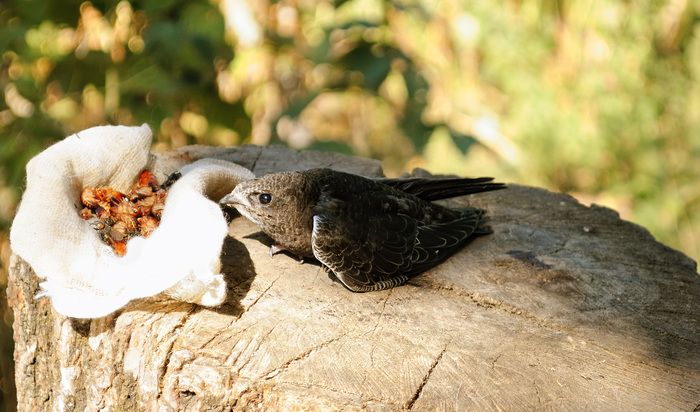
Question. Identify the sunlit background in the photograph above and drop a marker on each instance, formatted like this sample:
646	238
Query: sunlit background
598	99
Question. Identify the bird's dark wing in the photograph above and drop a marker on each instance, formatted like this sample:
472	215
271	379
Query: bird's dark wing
379	251
436	188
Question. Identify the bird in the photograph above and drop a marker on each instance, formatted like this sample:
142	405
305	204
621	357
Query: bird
372	233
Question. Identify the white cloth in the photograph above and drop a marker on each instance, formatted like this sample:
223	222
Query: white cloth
84	277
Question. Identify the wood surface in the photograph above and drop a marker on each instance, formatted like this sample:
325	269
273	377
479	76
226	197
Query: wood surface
564	307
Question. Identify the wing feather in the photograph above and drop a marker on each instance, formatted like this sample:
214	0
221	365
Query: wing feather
383	250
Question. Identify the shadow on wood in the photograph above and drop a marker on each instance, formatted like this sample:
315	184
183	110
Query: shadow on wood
563	307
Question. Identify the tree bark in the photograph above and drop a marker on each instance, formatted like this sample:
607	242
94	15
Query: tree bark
564	307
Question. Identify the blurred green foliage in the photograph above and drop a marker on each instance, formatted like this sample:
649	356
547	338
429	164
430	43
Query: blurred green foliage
599	99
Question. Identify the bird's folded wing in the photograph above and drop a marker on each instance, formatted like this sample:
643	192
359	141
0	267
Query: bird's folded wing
379	251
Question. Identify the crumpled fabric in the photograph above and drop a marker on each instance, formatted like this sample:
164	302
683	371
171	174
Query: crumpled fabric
84	277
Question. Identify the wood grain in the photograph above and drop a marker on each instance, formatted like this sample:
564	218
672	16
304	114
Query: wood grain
564	307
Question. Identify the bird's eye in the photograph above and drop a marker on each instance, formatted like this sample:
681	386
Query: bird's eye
265	198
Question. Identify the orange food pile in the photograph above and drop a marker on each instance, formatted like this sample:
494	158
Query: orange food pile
118	217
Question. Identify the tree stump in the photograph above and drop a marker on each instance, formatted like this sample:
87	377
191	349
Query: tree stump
564	307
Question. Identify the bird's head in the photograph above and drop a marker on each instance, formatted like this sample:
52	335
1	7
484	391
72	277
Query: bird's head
269	201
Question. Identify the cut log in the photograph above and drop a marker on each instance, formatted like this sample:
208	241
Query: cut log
564	307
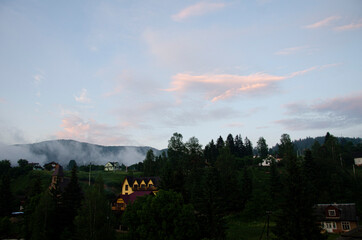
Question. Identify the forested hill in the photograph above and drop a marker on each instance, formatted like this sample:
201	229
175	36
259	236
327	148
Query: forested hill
308	142
64	150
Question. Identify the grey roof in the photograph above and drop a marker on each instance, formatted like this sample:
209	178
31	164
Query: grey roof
58	171
348	211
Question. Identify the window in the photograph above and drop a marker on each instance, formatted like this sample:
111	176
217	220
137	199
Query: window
332	213
330	225
346	226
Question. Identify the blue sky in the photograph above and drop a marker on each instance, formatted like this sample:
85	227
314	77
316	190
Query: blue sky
135	72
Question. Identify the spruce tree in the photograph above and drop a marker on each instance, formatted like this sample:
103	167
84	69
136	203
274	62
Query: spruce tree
71	201
296	219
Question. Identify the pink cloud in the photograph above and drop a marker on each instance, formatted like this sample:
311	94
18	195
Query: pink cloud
218	87
324	114
74	127
289	51
83	97
351	26
325	22
197	9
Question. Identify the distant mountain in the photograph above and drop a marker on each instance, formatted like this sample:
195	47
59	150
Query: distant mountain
62	151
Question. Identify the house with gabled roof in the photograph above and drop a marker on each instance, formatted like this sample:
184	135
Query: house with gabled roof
134	187
58	179
111	166
337	218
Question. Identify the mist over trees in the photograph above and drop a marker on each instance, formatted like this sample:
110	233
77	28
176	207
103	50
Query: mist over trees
201	189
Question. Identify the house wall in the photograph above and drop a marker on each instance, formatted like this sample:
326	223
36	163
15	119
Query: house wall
150	183
129	190
358	161
108	167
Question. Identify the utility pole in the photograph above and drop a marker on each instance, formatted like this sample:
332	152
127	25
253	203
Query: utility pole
267	228
90	170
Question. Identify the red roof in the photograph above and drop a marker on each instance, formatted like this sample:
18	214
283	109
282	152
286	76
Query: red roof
132	197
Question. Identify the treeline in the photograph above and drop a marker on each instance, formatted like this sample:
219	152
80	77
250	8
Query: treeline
200	188
224	179
57	212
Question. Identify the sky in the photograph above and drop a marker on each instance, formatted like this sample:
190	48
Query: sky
132	73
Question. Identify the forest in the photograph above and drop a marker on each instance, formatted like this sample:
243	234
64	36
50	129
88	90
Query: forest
204	192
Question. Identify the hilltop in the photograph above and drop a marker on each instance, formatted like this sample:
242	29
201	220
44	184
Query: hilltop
62	151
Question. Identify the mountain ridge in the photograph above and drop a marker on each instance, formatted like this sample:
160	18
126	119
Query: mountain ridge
64	150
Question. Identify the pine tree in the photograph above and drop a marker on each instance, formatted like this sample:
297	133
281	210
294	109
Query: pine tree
94	220
6	197
296	219
71	201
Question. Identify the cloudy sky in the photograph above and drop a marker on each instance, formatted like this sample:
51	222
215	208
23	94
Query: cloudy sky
135	72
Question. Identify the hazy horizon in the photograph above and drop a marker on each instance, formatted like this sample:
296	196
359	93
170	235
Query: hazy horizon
131	73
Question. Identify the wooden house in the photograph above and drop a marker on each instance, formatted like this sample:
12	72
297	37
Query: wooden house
111	166
337	218
58	179
133	187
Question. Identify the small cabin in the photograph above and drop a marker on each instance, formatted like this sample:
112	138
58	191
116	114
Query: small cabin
132	188
337	218
111	166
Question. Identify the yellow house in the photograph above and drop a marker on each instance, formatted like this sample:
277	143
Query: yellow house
133	187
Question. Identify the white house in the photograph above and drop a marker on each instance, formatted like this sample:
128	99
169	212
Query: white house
267	161
111	166
358	161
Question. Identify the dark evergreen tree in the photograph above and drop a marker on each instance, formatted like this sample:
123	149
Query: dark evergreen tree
230	144
262	148
275	185
33	197
296	219
6	197
246	187
195	156
310	171
208	202
220	144
239	145
149	164
71	202
286	147
176	152
226	164
161	217
44	219
211	152
94	220
248	148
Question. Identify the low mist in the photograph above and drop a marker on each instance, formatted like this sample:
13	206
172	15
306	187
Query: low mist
62	151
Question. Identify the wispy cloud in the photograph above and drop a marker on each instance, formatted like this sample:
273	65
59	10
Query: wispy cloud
292	50
197	9
351	26
323	23
83	98
77	128
218	87
324	114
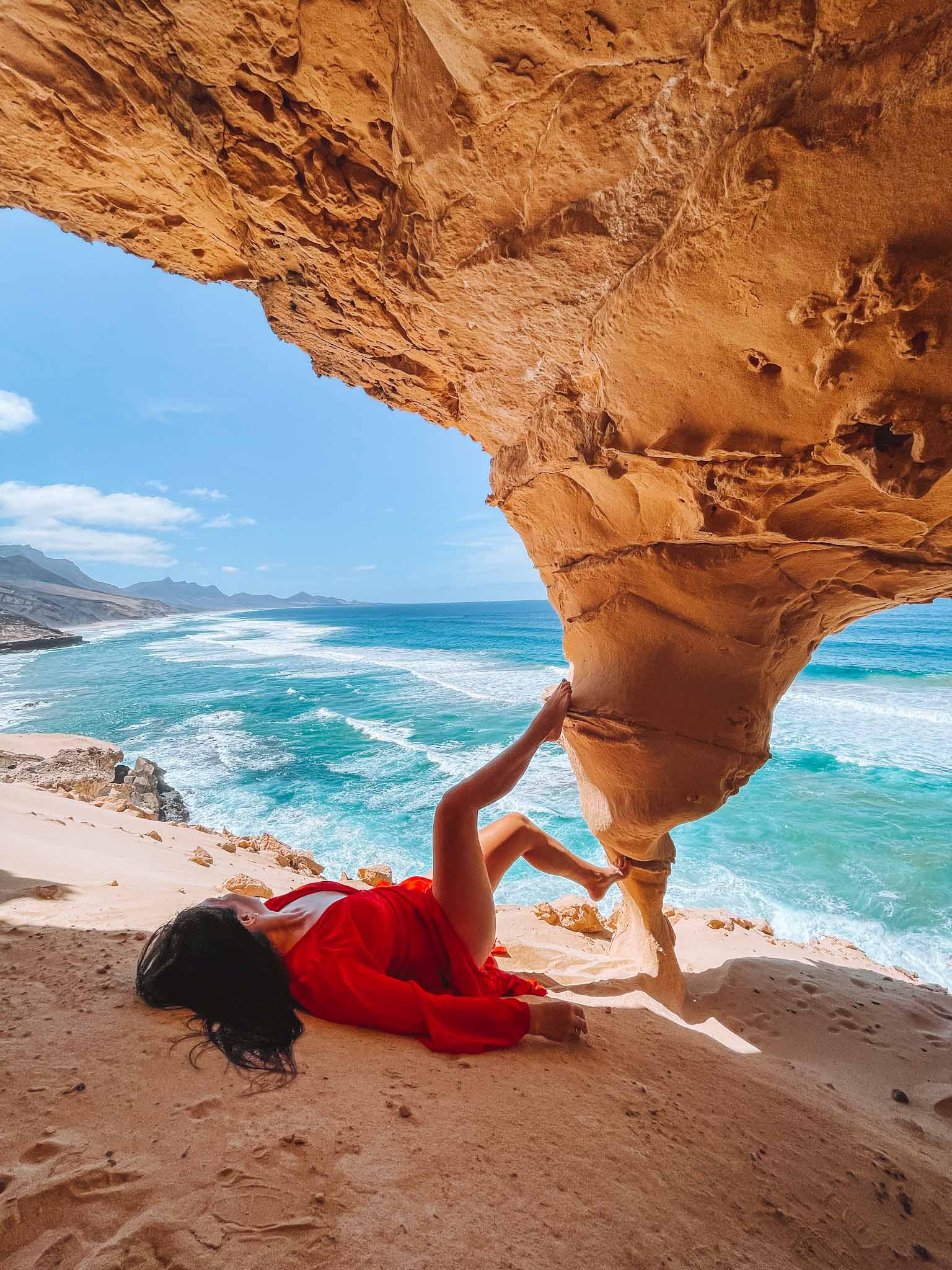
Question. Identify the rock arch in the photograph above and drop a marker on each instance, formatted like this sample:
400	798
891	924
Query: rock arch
684	271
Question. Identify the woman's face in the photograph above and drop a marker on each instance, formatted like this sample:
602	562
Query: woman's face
247	907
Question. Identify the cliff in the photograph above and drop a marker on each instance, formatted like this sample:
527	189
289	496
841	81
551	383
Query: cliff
22	636
684	271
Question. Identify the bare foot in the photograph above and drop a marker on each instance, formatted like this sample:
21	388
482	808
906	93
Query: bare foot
598	882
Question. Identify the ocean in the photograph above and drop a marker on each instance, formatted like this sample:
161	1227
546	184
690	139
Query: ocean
338	729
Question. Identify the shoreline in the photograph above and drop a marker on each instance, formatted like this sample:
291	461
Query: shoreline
800	1113
821	935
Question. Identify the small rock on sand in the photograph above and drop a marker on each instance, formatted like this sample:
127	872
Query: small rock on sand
573	915
51	892
243	884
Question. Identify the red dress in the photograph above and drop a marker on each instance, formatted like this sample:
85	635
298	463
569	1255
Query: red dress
389	958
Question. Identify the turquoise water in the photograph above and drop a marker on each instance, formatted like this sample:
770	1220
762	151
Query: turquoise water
338	730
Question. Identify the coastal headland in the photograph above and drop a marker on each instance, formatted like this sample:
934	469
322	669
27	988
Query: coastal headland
800	1114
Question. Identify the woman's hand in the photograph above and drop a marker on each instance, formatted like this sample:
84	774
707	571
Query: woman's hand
557	1020
551	717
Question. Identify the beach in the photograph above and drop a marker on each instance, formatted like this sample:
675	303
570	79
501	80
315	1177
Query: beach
803	1118
338	732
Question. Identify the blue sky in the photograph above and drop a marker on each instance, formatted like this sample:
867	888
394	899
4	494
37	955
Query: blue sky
152	426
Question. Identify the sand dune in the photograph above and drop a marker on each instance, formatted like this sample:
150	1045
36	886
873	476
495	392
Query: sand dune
762	1133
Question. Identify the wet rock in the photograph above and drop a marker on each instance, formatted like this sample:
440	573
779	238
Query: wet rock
376	876
87	771
573	915
149	790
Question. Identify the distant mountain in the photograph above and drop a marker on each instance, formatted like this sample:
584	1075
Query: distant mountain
20	569
64	569
195	598
33	587
22	636
56	592
191	597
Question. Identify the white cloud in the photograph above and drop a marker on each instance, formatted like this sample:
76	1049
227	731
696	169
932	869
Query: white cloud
88	506
82	522
83	544
162	409
15	412
227	522
202	492
493	553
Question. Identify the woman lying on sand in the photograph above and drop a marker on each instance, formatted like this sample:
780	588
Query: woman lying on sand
413	958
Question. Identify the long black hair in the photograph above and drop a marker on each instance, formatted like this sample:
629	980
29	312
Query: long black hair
235	985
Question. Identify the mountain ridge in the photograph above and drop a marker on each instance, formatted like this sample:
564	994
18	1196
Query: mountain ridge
58	592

──────────

Give again, word for word, every line from the one holding "Query: long black hair" to the end of the data.

Response area —
Query: long black hair
235	985
Question. Identify the mountain ridge in the photograph above and drop a marker on each instance, formatted like this sample:
564	994
18	1196
Query: mountain ridge
58	592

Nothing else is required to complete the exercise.